Data to use →
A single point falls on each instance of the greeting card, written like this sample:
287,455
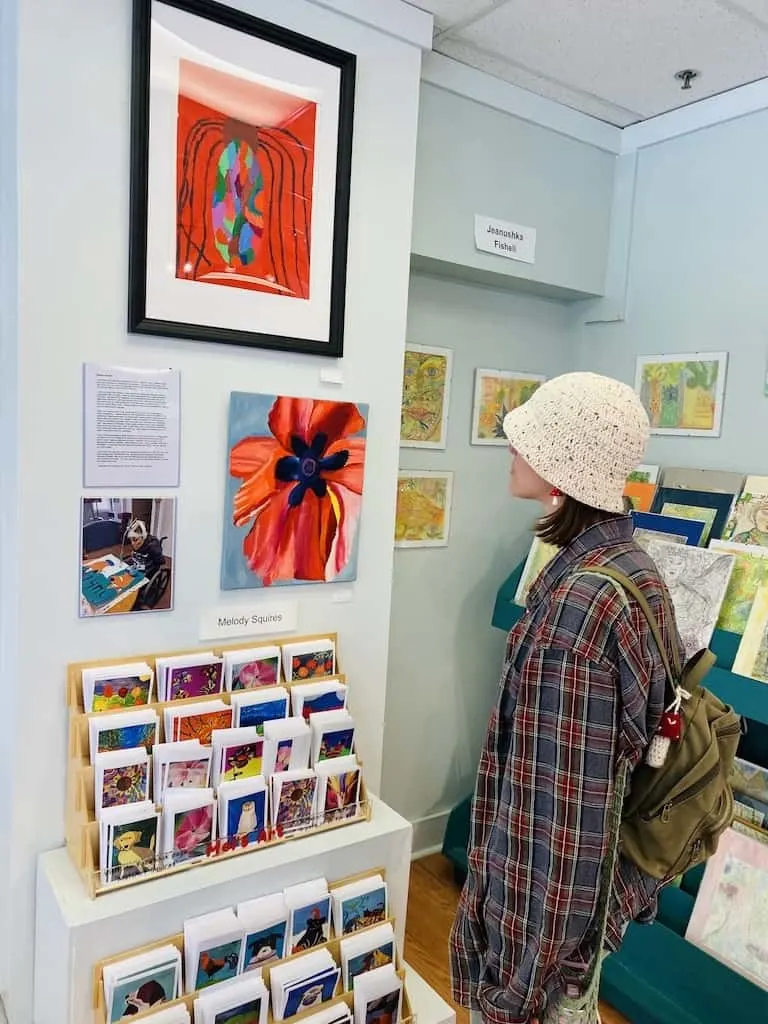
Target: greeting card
265,924
121,777
213,948
118,686
293,799
309,659
252,668
188,824
338,788
122,731
184,676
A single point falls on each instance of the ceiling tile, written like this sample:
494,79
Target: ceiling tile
625,54
757,9
525,79
450,12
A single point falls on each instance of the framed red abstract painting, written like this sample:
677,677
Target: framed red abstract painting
241,161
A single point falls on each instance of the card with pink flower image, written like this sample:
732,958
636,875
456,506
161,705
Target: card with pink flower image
252,668
192,774
188,824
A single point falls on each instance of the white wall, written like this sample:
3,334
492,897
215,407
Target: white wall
74,73
473,159
697,282
444,656
9,693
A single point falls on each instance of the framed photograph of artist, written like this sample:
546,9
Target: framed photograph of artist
241,161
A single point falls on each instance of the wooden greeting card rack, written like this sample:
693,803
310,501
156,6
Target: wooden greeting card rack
82,828
333,946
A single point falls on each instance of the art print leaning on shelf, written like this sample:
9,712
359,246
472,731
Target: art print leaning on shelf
294,491
730,915
697,580
752,657
750,573
749,523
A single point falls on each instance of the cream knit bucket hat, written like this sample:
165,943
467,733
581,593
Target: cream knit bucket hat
584,434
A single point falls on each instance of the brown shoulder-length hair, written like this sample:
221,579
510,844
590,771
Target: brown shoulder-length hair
568,520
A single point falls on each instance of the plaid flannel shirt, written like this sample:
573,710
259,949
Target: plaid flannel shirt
583,684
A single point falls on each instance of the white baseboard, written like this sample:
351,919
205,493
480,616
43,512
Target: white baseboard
428,833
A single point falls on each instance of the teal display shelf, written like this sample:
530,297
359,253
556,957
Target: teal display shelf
657,977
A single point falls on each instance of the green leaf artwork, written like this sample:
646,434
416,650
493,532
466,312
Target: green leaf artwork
696,513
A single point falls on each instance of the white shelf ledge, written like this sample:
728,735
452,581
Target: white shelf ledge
74,931
427,1006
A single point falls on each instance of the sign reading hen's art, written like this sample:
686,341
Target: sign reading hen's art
241,166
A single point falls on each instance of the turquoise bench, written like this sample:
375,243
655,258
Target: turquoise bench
657,977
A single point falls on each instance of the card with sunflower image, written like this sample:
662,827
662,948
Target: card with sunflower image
117,687
121,777
308,659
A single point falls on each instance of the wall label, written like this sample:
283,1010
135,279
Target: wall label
502,238
249,620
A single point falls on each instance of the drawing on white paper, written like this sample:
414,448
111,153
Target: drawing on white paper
734,930
697,580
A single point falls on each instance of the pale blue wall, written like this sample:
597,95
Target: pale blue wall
472,159
444,656
698,281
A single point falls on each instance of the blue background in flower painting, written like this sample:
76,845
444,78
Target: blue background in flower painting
248,416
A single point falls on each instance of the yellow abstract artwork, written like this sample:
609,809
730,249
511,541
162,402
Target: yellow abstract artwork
426,383
423,514
683,394
498,392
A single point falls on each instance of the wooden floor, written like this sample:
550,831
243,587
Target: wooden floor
431,907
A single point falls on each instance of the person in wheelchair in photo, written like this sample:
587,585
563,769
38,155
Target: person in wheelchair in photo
146,555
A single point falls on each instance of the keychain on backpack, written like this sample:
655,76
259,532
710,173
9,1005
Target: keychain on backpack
670,731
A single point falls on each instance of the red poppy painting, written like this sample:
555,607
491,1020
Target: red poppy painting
294,491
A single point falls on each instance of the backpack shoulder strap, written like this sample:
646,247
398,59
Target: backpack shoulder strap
634,591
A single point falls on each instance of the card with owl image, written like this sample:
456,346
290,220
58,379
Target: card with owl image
243,808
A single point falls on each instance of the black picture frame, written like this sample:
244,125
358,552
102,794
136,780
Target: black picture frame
138,321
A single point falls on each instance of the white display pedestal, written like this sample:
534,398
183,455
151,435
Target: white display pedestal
426,1005
73,931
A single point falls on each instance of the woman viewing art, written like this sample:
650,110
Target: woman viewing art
582,692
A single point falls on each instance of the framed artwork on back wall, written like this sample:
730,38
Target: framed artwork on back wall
241,162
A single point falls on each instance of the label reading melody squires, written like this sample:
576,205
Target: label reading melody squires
246,621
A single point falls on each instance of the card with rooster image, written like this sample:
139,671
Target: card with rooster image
218,963
213,949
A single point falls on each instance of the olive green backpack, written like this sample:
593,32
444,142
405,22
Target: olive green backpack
675,814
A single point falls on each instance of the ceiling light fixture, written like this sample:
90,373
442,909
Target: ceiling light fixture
686,76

Required task → Rewrite the records from the line containing "A single point falls on each instance of the backpack" through the end of the records, swapping every "backpack" for "rucksack" and leaving everything else unchanged.

Right answer →
A single point falls on each instance of the rucksack shoulder strap, written like this sample:
646,247
398,59
Target: rucksack shoulder strap
634,591
A single point falls on each instance of the card with owl image, written like this sample:
456,346
290,220
58,379
Target: card with owl image
243,808
A single point falls on each instance of the black picture frame, written like this sample:
244,125
358,552
102,794
136,780
Target: black picture frame
138,321
A single point falls on each instance of the white display pedestal, written like this sample:
534,398
183,455
151,435
Target: white display pedestal
426,1005
73,931
A single point falls on each instance of the woman viewing art, written like this sample:
650,110
Target: woman viewing art
582,692
A single point falls on each instance of the framed artwork on back wall, written like this sample:
730,38
Target: framed artwork on back wall
241,162
A single point falls on each instance of the label reading melody squires, written like this sample:
576,205
Target: label reading melody squires
246,621
A single point falls on each instance of the card with rooster image, written like this sample:
139,671
Target: card with rooster image
218,963
213,949
A single point falls on each instance of the olive green rucksack, written like this sample:
593,32
444,142
405,22
Target: olive green rucksack
675,814
A single point falls on each instance of the ceiling light fixture, written like this sample:
90,373
442,909
Target: ceiling light fixture
686,76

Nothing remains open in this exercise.